*Written task A*.
Reproduce word for word the passage of the meditations below, starting with "You ask for" and going on through "will bury them.".

*Passage to read*.
A collection of scriptural meditations from Saints and Fathers of the Church.

I think that for those living in community obedience is a greater virtue than chastity, however perfect. Chastity carries within it the danger of pride, but obedience has within it the promise of humility.

Remember that a good action is always either preceded or followed by temptations. God permits this so that the virtue, exercised in that particular action, may be confirmed, consolidated, steeled.

You ask for some way of completely eradicating irritability. The inclination to irritability is given us to use against sin, and we were never meant to use it against our fellow men. When we do, we act contrary to our true nature.

In that time, infants will die on their mother’s lap, and the mothers will die over their children, fathers will die with their wives and children in the marketplace, and there will be nobody there who will bury them.

Exercise patience out of love for your fellow man. Exercise patience in order to benefit your soul. For if you do not take your soul into consideration, you lose your patience.

*Written task B*.
Give only the number of lines in the records below that contain the string "dirt", counting matches in that exact case only.

*Excerpted records*.
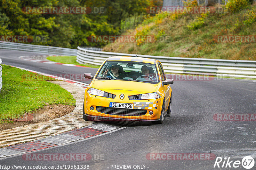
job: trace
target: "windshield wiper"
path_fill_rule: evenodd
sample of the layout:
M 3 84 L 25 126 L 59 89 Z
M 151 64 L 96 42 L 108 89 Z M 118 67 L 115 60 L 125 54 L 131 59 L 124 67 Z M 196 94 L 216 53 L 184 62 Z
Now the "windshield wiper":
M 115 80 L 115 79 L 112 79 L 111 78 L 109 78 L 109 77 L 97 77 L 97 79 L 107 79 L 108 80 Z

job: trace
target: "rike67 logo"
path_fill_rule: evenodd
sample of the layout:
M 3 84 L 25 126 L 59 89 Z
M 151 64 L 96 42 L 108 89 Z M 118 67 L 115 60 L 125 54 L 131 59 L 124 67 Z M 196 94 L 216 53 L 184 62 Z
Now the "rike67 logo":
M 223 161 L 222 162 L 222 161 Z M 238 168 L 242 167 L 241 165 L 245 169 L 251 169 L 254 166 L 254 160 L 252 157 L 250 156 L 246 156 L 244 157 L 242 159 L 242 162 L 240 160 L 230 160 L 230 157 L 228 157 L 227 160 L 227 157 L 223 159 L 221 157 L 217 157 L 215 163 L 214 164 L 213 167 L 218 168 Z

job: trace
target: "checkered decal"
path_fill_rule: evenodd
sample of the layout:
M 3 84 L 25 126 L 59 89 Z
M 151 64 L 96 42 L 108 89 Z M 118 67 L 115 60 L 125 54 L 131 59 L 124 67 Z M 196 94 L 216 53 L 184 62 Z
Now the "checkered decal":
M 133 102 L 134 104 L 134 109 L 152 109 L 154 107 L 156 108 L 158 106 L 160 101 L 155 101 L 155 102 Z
--
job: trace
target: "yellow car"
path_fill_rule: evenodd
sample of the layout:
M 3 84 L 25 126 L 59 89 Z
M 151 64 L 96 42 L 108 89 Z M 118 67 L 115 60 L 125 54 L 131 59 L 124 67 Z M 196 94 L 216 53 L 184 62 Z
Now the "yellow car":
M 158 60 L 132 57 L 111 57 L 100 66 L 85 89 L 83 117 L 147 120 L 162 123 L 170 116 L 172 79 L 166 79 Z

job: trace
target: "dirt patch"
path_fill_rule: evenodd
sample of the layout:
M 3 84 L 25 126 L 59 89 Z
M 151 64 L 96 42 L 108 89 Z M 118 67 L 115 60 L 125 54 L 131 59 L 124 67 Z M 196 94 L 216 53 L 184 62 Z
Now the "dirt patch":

*Written response A*.
You ask for some way of completely eradicating irritability. The inclination to irritability is given us to use against sin, and we were never meant to use it against our fellow men. When we do, we act contrary to our true nature.

In that time, infants will die on their mother’s lap, and the mothers will die over their children, fathers will die with their wives and children in the marketplace, and there will be nobody there who will bury them.

*Written response B*.
2